-- RAW RECORDS start --

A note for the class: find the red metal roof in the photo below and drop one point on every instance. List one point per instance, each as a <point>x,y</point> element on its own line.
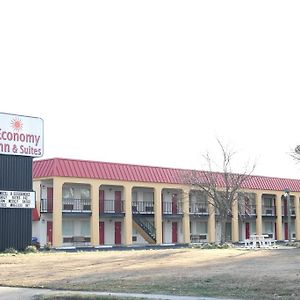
<point>125,172</point>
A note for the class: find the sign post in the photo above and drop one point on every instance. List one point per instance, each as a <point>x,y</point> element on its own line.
<point>21,139</point>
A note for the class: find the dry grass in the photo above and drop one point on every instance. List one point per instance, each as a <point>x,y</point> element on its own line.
<point>265,274</point>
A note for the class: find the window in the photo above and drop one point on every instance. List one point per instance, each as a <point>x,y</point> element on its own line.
<point>201,227</point>
<point>67,228</point>
<point>85,228</point>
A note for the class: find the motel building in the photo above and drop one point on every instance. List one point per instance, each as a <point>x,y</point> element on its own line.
<point>89,203</point>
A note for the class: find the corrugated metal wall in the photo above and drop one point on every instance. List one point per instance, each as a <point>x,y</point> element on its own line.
<point>15,223</point>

-- RAW RECORDS end --

▶ [TASK DIRECTIONS] Edit the lines from the one containing "A note for the class: find the window" through the one containing "<point>85,228</point>", inclusive, replacing "drop" with "place" and leaving everything else unchanged. Give only those lines.

▶ [RESULT OF THIS TASK]
A note for the class: find the window in the photo above and place one point on every instance. List one point per instance, each as a <point>x,y</point> element on its own line.
<point>201,227</point>
<point>67,228</point>
<point>85,228</point>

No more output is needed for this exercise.